§ EXERCISE TASK
Write out, without any change, the stretch of the records from the line containing "like (379, 297)." through the end of the records.

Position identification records
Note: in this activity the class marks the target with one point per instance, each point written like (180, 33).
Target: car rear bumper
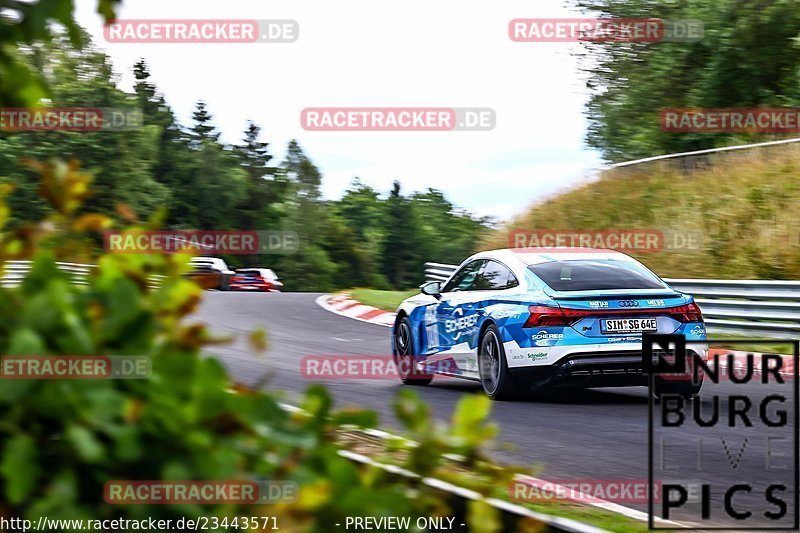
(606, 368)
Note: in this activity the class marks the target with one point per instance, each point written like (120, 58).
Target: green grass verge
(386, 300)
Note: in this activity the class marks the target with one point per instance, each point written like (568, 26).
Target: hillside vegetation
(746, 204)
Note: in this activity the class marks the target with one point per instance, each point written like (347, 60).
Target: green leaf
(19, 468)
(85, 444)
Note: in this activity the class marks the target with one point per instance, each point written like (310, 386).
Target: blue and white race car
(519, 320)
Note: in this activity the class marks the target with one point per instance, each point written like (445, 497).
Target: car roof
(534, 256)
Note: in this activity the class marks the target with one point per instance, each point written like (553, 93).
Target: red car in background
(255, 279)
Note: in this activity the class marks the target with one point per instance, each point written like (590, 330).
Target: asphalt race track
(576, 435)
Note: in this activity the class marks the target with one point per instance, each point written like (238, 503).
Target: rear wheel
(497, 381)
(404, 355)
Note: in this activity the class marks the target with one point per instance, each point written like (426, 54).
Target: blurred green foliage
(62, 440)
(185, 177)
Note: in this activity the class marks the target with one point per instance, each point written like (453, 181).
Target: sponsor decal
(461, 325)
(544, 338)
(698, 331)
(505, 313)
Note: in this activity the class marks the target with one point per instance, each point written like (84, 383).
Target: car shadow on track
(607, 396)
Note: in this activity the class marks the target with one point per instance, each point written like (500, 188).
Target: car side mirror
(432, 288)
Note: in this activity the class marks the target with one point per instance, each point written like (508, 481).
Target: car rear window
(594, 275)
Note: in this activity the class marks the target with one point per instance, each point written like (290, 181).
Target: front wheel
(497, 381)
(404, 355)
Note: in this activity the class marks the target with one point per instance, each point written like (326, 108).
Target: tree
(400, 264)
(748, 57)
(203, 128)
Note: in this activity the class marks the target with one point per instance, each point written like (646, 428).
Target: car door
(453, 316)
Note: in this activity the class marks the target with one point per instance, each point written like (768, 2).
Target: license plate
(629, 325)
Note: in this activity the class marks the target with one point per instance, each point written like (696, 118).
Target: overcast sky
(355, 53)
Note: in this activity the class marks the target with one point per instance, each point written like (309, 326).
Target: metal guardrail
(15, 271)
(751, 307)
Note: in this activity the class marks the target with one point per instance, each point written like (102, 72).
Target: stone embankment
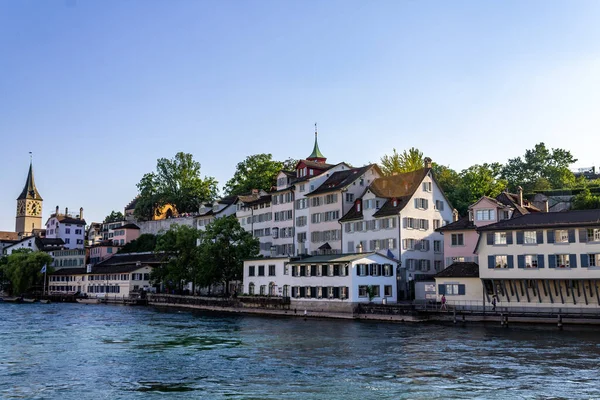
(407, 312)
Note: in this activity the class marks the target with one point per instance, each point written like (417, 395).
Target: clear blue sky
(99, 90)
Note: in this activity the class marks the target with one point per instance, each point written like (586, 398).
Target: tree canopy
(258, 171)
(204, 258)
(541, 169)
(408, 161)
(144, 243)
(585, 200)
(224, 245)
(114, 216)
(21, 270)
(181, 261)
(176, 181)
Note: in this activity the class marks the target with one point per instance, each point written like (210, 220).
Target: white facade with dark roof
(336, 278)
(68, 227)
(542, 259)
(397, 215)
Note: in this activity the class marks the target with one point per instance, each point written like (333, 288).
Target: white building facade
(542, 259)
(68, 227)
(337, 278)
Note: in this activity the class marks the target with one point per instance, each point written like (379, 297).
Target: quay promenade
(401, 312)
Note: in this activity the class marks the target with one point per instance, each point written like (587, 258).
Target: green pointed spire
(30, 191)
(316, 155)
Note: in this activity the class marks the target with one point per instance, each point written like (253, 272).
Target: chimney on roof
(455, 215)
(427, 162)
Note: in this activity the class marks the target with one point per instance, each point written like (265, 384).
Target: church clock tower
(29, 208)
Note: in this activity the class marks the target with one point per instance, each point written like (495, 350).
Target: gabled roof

§ ANSWER TO THE PROBLEM
Note: in this activity the class marks the target with one point per instance, each point written like (379, 297).
Target: quay promenade
(401, 312)
Note: in this activity the class marks the target with one point per instance, each point written like (587, 258).
Target: green pointed spire
(30, 191)
(316, 155)
Note: in this activity the class marks the target with one point per instance, each point written like (253, 272).
Target: chimney on roof
(455, 215)
(427, 162)
Note: in this activity the class marks the target with one point per instance, each point written like (265, 384).
Target: church clock tower
(29, 208)
Note: in this activity the class marks the target with one point per instance, each point written like (495, 350).
Target: gabled roof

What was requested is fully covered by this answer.